Source data
══════

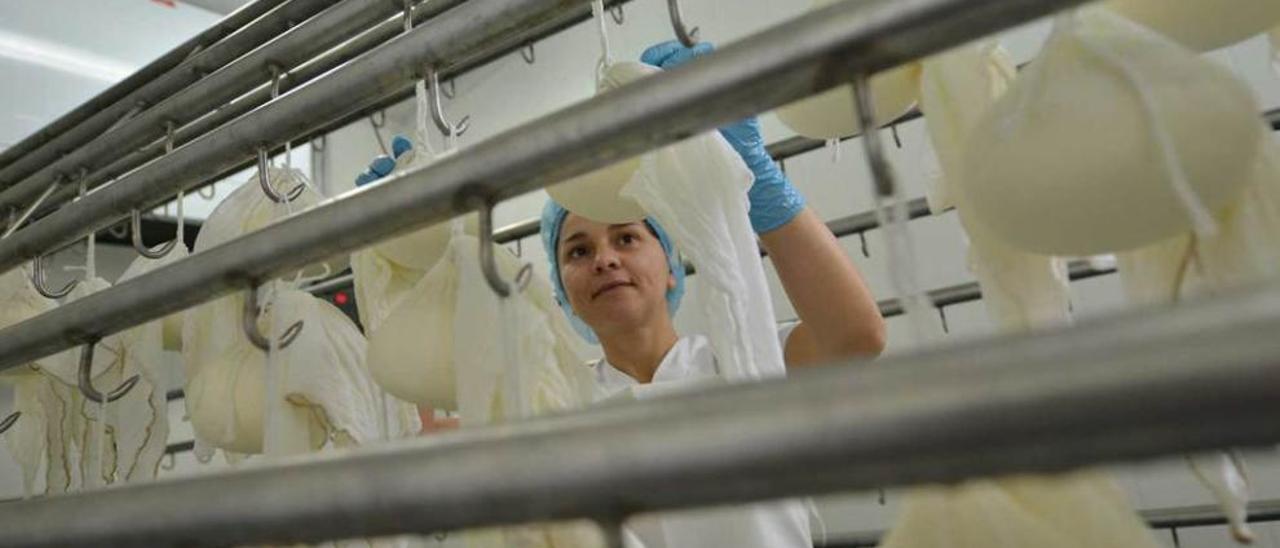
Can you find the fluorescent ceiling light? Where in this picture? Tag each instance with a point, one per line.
(58, 56)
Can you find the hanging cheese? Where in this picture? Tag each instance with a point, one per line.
(1112, 138)
(325, 392)
(412, 355)
(1201, 24)
(595, 195)
(1244, 251)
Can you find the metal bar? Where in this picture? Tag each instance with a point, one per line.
(1040, 402)
(298, 44)
(155, 91)
(1193, 516)
(227, 26)
(969, 292)
(315, 36)
(754, 74)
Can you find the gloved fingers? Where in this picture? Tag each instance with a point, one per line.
(671, 54)
(401, 145)
(379, 168)
(366, 177)
(382, 165)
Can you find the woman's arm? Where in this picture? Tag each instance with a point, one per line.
(839, 318)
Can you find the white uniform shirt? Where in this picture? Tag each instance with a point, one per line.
(690, 365)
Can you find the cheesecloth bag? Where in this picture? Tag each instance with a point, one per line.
(1244, 251)
(1022, 291)
(1202, 26)
(1114, 137)
(91, 429)
(696, 190)
(224, 370)
(26, 438)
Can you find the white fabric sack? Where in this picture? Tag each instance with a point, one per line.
(1070, 511)
(696, 190)
(1244, 251)
(533, 365)
(1202, 24)
(1020, 290)
(325, 392)
(1112, 138)
(324, 388)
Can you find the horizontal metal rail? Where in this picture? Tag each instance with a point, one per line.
(225, 27)
(754, 74)
(160, 87)
(1042, 402)
(298, 44)
(315, 68)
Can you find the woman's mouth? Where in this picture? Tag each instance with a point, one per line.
(609, 287)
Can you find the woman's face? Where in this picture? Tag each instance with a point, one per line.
(615, 275)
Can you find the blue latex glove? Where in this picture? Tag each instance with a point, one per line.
(383, 165)
(775, 201)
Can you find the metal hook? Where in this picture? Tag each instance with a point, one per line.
(37, 279)
(277, 77)
(8, 421)
(487, 260)
(255, 337)
(433, 86)
(264, 181)
(169, 462)
(689, 37)
(86, 380)
(136, 225)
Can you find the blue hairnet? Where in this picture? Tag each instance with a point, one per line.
(552, 222)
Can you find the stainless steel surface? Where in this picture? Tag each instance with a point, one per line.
(754, 74)
(288, 49)
(16, 223)
(364, 87)
(297, 76)
(227, 26)
(969, 292)
(1023, 403)
(152, 92)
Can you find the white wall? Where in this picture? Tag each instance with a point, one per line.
(511, 92)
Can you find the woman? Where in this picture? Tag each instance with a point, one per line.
(621, 284)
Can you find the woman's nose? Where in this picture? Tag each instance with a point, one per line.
(607, 259)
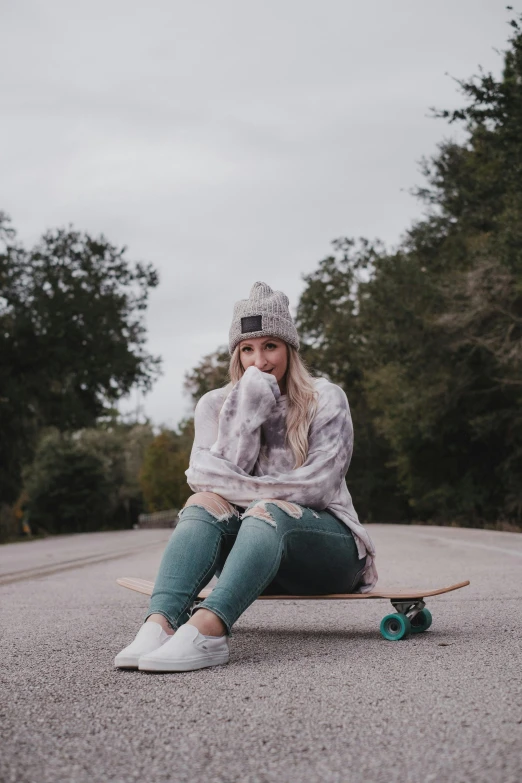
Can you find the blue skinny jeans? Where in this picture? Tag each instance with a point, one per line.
(274, 553)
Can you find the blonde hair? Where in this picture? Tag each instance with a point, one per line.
(302, 400)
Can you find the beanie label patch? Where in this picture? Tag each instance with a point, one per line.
(253, 323)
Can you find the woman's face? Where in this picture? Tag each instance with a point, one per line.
(268, 354)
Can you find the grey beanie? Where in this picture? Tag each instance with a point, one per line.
(264, 314)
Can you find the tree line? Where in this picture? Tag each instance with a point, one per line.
(425, 338)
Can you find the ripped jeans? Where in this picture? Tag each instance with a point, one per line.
(273, 548)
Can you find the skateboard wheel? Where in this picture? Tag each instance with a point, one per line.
(421, 622)
(395, 627)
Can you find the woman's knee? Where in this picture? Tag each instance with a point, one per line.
(259, 510)
(216, 505)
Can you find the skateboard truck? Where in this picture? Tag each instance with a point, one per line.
(411, 617)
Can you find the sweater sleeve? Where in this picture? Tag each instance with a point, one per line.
(246, 408)
(313, 484)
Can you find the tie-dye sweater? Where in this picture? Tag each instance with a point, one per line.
(240, 452)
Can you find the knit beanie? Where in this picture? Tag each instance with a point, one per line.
(264, 314)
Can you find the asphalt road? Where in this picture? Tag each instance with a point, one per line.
(312, 692)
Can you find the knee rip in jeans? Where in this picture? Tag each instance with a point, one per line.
(213, 504)
(258, 510)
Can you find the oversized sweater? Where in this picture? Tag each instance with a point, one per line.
(240, 452)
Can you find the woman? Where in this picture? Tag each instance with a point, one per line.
(271, 511)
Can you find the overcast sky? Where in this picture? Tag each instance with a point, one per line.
(227, 141)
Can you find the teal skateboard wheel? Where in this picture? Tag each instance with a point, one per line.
(421, 622)
(395, 627)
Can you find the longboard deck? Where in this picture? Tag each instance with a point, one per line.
(146, 587)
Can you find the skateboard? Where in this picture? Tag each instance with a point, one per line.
(411, 615)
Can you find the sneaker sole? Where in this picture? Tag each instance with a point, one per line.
(180, 666)
(126, 662)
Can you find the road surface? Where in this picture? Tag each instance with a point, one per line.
(312, 693)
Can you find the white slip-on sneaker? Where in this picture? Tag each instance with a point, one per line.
(187, 650)
(150, 636)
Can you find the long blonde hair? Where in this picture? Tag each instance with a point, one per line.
(302, 400)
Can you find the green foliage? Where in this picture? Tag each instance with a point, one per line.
(87, 480)
(72, 339)
(210, 373)
(162, 476)
(427, 340)
(433, 332)
(67, 487)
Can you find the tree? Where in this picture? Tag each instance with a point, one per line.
(211, 373)
(433, 334)
(68, 490)
(162, 475)
(72, 338)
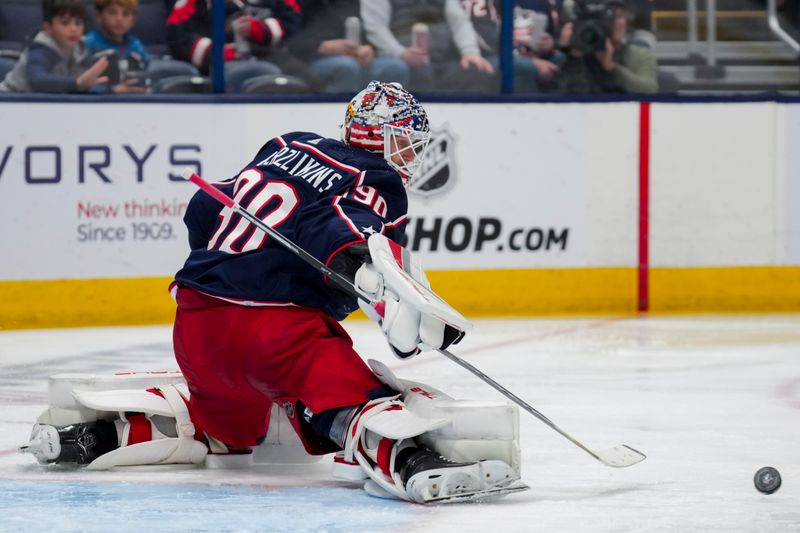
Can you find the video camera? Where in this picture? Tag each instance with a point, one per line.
(593, 20)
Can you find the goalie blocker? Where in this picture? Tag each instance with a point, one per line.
(412, 317)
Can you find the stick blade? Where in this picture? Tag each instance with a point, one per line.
(620, 456)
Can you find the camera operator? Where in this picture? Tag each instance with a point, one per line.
(599, 58)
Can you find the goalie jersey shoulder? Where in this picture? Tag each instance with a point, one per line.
(320, 193)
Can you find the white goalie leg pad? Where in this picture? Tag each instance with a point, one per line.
(181, 449)
(381, 429)
(63, 409)
(475, 431)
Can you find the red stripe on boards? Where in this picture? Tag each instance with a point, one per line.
(644, 207)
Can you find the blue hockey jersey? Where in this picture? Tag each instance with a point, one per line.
(320, 193)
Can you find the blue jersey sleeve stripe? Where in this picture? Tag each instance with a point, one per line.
(397, 222)
(344, 217)
(326, 157)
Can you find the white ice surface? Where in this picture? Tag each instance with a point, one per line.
(708, 399)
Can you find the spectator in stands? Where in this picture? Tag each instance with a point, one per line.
(617, 68)
(536, 58)
(127, 56)
(254, 30)
(339, 62)
(56, 60)
(451, 58)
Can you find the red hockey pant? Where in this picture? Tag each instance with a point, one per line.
(238, 360)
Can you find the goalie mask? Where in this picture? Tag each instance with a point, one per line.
(387, 120)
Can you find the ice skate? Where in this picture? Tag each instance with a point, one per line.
(77, 443)
(429, 478)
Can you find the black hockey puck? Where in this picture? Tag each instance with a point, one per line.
(767, 480)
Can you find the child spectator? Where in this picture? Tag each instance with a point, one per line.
(128, 57)
(56, 61)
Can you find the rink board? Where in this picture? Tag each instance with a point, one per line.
(522, 209)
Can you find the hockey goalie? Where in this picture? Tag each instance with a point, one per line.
(258, 340)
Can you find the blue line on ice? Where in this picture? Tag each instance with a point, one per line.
(121, 507)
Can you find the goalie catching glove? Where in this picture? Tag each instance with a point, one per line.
(410, 314)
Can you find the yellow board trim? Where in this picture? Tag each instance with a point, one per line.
(476, 293)
(725, 289)
(85, 302)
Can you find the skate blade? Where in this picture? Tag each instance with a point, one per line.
(480, 495)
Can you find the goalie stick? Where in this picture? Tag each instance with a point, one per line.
(619, 456)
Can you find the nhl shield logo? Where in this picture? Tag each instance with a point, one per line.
(438, 170)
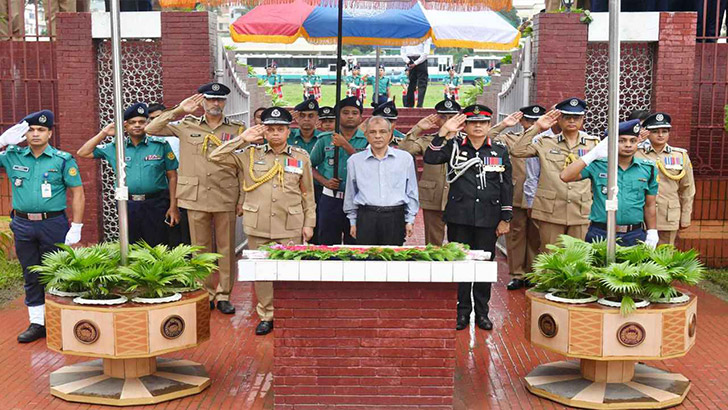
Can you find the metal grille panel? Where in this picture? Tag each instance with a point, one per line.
(142, 81)
(635, 82)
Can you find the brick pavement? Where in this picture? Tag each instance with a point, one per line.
(489, 365)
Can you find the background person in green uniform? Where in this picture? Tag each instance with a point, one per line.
(40, 175)
(335, 224)
(637, 183)
(151, 175)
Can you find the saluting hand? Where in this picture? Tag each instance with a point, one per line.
(548, 120)
(453, 125)
(253, 134)
(428, 122)
(513, 119)
(190, 104)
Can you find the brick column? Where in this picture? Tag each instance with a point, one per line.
(187, 54)
(364, 345)
(77, 117)
(674, 72)
(560, 43)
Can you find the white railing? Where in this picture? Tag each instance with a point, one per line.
(515, 92)
(238, 102)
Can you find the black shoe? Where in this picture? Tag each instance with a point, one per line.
(33, 333)
(264, 327)
(484, 323)
(225, 307)
(462, 322)
(515, 283)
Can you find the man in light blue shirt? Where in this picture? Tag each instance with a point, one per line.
(381, 198)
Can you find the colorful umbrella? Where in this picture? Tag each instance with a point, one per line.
(276, 23)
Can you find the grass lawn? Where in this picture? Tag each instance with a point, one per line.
(293, 94)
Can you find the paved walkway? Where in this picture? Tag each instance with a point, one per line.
(490, 365)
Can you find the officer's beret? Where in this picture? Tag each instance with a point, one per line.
(386, 110)
(533, 112)
(477, 112)
(214, 90)
(276, 115)
(327, 113)
(309, 104)
(44, 118)
(350, 102)
(447, 107)
(136, 110)
(657, 120)
(572, 106)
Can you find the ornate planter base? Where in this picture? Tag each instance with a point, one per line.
(620, 384)
(129, 382)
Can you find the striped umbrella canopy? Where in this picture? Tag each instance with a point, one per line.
(284, 23)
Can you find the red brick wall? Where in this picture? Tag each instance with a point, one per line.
(187, 61)
(77, 115)
(673, 76)
(560, 42)
(385, 345)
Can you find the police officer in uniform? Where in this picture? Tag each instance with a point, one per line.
(558, 207)
(277, 189)
(207, 189)
(637, 183)
(480, 203)
(327, 119)
(151, 170)
(432, 187)
(389, 111)
(334, 225)
(522, 241)
(677, 184)
(40, 175)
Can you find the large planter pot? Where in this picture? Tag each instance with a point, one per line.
(608, 346)
(127, 338)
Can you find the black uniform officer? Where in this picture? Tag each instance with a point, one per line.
(480, 202)
(40, 176)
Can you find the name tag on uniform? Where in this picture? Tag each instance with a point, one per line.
(293, 166)
(45, 190)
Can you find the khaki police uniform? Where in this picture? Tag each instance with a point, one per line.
(432, 188)
(278, 200)
(522, 241)
(208, 189)
(558, 207)
(676, 189)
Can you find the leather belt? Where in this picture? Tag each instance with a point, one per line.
(333, 194)
(38, 216)
(144, 197)
(620, 228)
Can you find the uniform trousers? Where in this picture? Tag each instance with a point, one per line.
(630, 238)
(32, 240)
(380, 225)
(522, 243)
(477, 239)
(667, 237)
(333, 223)
(202, 226)
(434, 227)
(264, 290)
(549, 232)
(146, 220)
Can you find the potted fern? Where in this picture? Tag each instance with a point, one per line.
(88, 274)
(565, 272)
(155, 274)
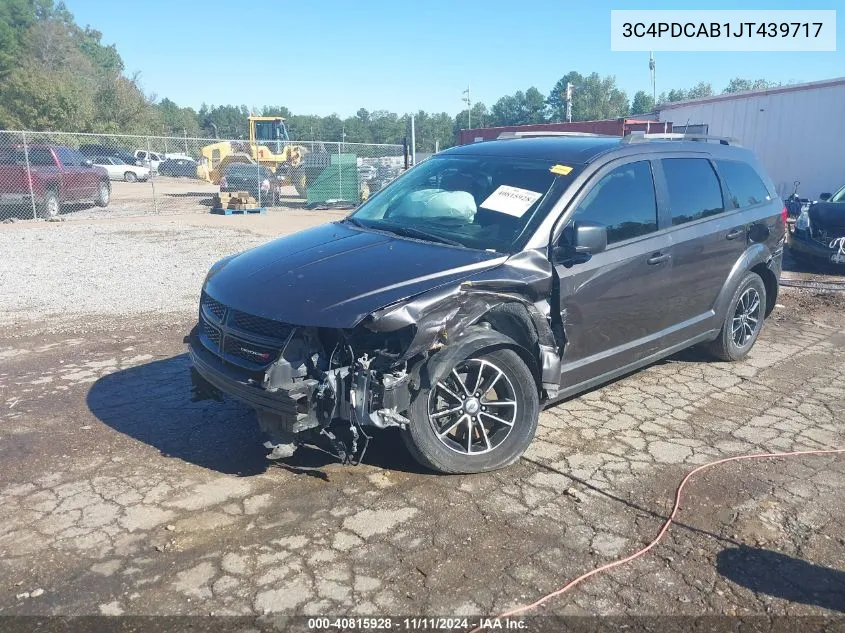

══════

> _WHAT THE TASK ASKS_
Only the lines from the one that contains "Can you find the name" through the last line of the records may appear in the answer, retyped exactly and with no pictures.

> _EXERCISE RESULT_
Can you find the name tag on uniform? Where in this picture? Tag each instance with a point, one per line.
(293, 166)
(45, 190)
Can you find the khaki police uniform? Where in this picture? Tag each instance with a point, one per line.
(432, 188)
(278, 200)
(522, 241)
(208, 189)
(558, 207)
(676, 189)
Can you find the leather belt? Where in this picture? Tag each instance with a point, one per line.
(333, 194)
(38, 216)
(144, 197)
(620, 228)
Can you find the uniform trousers? Where in this picture? Tag each instance with a point, one per line.
(630, 238)
(32, 240)
(380, 225)
(522, 243)
(477, 239)
(667, 237)
(333, 223)
(202, 226)
(434, 227)
(264, 290)
(549, 232)
(146, 220)
Can you find the potted fern? Where in this picture? Tag each instance with a point, one per line.
(88, 274)
(565, 272)
(155, 274)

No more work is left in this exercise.